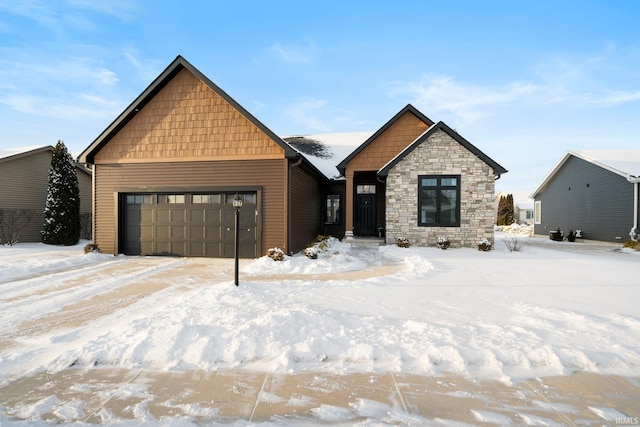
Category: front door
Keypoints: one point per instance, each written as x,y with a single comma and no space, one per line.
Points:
365,220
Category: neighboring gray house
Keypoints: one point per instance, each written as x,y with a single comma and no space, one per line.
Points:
523,210
24,174
593,191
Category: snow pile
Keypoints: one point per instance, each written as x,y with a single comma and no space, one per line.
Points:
515,228
332,257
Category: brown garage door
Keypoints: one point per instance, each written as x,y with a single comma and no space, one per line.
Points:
188,224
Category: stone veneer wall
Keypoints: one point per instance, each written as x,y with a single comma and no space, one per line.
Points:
440,155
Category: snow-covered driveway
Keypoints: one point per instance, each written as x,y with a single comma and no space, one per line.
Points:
501,315
544,311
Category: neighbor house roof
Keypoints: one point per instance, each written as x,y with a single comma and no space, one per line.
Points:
409,108
7,154
152,90
497,169
625,163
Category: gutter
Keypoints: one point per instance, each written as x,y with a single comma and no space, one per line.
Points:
634,233
296,164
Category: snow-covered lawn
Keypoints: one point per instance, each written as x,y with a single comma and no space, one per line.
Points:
549,309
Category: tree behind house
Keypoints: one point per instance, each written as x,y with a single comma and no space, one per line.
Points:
62,207
506,210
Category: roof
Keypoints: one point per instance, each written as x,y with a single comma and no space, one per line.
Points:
625,163
7,154
178,64
339,146
497,169
409,108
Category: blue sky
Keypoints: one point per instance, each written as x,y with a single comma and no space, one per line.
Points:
524,81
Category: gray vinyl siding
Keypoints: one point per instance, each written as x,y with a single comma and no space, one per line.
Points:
24,181
589,198
306,213
112,179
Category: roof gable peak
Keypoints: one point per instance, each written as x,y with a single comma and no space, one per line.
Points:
408,109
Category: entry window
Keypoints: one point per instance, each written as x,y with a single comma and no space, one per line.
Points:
139,199
198,199
366,189
439,201
332,213
170,199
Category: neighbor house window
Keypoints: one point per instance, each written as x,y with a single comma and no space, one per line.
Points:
332,213
439,201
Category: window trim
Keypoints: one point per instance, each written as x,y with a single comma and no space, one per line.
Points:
438,188
537,212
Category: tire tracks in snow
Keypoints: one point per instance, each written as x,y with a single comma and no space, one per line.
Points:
94,299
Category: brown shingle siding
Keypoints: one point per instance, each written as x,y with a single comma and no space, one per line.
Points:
188,120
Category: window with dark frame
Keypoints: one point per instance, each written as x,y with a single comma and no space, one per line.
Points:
439,201
332,213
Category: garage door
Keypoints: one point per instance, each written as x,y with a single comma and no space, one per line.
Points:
188,224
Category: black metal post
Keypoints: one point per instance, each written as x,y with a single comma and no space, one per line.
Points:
237,244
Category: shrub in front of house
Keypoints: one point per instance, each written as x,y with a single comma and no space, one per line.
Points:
443,243
484,245
275,254
556,235
403,243
92,248
311,252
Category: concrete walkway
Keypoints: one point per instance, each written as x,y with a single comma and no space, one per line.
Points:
104,395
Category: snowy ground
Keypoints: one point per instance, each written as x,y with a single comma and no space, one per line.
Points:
552,308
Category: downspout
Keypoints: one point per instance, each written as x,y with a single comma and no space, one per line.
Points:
289,216
634,231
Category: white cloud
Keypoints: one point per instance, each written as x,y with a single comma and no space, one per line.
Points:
146,70
600,80
293,54
76,107
307,113
123,9
464,101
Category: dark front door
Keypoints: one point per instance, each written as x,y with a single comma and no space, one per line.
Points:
365,220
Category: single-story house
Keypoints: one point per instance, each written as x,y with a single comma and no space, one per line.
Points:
594,191
24,173
167,168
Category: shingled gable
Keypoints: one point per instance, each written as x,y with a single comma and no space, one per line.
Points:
87,156
408,109
497,169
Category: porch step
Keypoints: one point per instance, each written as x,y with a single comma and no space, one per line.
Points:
365,242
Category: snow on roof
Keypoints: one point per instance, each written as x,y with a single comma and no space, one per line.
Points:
625,162
8,152
340,145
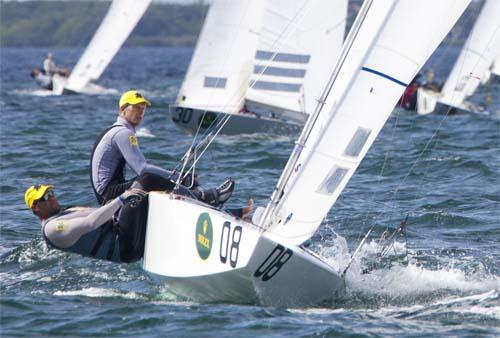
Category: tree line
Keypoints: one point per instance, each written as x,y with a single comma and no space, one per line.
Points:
73,23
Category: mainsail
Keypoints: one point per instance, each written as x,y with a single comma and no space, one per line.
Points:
118,23
377,69
298,40
477,55
220,68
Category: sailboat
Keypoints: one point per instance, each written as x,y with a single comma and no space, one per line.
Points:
477,55
208,255
120,20
271,67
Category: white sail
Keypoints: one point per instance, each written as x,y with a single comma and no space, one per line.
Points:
495,68
118,23
477,55
298,40
357,107
220,68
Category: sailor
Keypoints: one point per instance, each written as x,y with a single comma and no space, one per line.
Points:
42,79
92,232
118,145
50,68
114,232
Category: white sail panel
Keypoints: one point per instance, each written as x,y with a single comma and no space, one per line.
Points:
349,123
495,68
117,25
220,68
477,55
298,40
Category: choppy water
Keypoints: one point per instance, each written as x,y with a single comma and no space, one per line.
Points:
448,183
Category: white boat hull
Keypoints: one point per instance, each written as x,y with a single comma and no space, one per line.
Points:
240,123
230,260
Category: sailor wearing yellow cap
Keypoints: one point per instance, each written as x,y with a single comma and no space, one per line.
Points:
89,231
96,232
118,146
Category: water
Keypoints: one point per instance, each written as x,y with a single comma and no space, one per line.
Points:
449,184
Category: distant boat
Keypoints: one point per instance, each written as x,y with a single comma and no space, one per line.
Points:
208,255
471,67
120,20
261,62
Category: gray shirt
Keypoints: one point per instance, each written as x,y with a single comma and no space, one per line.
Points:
120,142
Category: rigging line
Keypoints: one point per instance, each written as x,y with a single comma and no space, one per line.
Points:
421,153
276,196
386,158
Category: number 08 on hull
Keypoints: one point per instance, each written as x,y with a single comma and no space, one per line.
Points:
208,255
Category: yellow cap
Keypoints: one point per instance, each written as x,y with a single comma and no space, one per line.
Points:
132,97
34,193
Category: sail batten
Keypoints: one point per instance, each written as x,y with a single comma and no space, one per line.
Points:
218,75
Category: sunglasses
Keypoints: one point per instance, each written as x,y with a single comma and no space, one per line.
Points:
49,194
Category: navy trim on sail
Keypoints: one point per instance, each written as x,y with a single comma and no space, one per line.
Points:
282,57
369,70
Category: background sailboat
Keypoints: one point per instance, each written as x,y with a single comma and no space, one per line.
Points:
477,55
120,20
272,71
208,255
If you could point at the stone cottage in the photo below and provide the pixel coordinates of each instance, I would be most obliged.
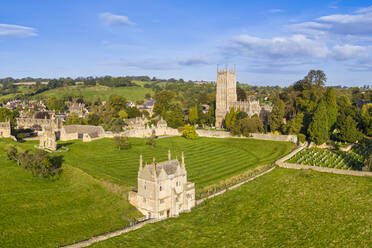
(5, 129)
(48, 139)
(82, 132)
(163, 189)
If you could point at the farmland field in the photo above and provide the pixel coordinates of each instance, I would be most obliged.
(284, 208)
(208, 160)
(37, 212)
(132, 93)
(354, 159)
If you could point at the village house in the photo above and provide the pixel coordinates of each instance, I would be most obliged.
(82, 132)
(48, 139)
(163, 189)
(5, 131)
═══
Filter the records for lines holding the string "roof". Copy each one.

Category: neighbor house roof
Category: roof
Category: roof gable peak
Category: snow on roof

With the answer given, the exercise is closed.